_DO THIS_:
In the data below, quote everything from the line containing "of the white" down to the end of the data, keeping both ends.

Excerpts of data for labeling locations

[START]

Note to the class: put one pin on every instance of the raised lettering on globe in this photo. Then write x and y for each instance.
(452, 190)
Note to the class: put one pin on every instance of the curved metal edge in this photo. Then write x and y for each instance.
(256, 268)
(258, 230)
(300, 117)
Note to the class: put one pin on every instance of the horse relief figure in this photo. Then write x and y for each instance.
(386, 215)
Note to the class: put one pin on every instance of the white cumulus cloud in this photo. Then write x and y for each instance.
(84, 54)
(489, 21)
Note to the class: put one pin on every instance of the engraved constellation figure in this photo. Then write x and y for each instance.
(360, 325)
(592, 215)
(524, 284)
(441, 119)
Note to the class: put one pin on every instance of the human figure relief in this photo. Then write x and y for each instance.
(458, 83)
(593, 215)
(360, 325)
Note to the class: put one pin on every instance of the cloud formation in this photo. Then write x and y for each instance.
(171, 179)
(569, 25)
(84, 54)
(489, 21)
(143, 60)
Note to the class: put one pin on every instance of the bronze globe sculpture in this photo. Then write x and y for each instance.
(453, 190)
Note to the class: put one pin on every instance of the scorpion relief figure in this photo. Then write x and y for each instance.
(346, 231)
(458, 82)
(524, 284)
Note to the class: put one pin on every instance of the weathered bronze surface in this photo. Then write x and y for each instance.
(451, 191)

[END]

_EXERCISE OUTPUT_:
Note to the class: put one pin on every instance of the white cumulus cloud in this photo. Then write x and y for each instance.
(84, 54)
(489, 21)
Note to the class: put one pin on every instance of the engraved constellation figure in this photo. Then write x and y for each instance.
(360, 325)
(592, 215)
(524, 284)
(441, 119)
Note to the class: put one pin on every instance of the human figure relief in this photo. Then write x and y for each instance.
(458, 83)
(593, 215)
(360, 325)
Note to the class: put one pin on every instance of the cloud formation in this photo. Then write x and y for each instance.
(171, 179)
(569, 25)
(84, 54)
(489, 21)
(143, 60)
Note to the class: put one pin on every instance of the bronze globe sculpture in this photo. Then write x and y for each instance.
(453, 190)
Note to the class: put one pin on every instance of the scorpion relief figure in this photo. Then write x and y for each instance.
(346, 231)
(458, 82)
(524, 284)
Note to the class: put one pin on every instance of the weathered bronze surface in this photo. Then write x and y for each instance.
(451, 191)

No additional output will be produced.